▶ _Task instructions_
Return every line below that contains the word "region". Case counts, so uppercase and lowercase letters must match.

▶ _Dataset entries_
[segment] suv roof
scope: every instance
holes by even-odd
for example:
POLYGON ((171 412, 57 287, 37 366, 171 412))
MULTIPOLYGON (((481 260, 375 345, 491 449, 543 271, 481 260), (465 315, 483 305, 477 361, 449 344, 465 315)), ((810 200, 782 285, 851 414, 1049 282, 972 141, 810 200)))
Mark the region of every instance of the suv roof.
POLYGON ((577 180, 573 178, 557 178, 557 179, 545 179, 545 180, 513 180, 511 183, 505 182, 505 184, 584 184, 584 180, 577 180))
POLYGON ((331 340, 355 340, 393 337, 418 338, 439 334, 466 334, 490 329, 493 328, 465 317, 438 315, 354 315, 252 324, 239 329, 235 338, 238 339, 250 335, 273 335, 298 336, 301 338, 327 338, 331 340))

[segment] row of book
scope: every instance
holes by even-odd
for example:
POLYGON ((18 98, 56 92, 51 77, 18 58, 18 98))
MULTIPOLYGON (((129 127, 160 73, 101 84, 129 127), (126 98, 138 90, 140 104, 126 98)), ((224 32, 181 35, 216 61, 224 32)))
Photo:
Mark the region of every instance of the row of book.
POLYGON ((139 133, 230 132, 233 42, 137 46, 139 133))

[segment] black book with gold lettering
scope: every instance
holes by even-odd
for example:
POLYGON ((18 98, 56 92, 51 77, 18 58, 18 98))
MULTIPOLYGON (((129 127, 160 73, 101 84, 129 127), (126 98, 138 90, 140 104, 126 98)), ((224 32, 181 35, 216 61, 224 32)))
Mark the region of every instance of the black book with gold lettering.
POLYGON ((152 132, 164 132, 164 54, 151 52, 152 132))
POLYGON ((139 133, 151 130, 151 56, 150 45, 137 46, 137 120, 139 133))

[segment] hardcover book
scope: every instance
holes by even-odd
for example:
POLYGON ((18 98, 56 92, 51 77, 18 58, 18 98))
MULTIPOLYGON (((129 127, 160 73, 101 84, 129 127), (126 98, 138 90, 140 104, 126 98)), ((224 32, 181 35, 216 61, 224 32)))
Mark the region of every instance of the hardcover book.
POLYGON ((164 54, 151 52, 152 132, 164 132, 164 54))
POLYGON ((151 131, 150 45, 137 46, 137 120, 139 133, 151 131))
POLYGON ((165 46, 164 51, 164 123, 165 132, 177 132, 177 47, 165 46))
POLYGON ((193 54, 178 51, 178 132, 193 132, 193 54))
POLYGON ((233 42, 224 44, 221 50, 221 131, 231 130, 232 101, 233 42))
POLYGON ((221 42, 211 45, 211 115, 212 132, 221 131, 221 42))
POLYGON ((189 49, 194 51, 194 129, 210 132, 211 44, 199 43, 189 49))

▶ _Solution_
Mark the region of every instance of the suv roof.
Mark the region of every instance of the row of book.
Mark the region of every instance of the black book with gold lettering.
Mark the region of every instance of the hardcover book.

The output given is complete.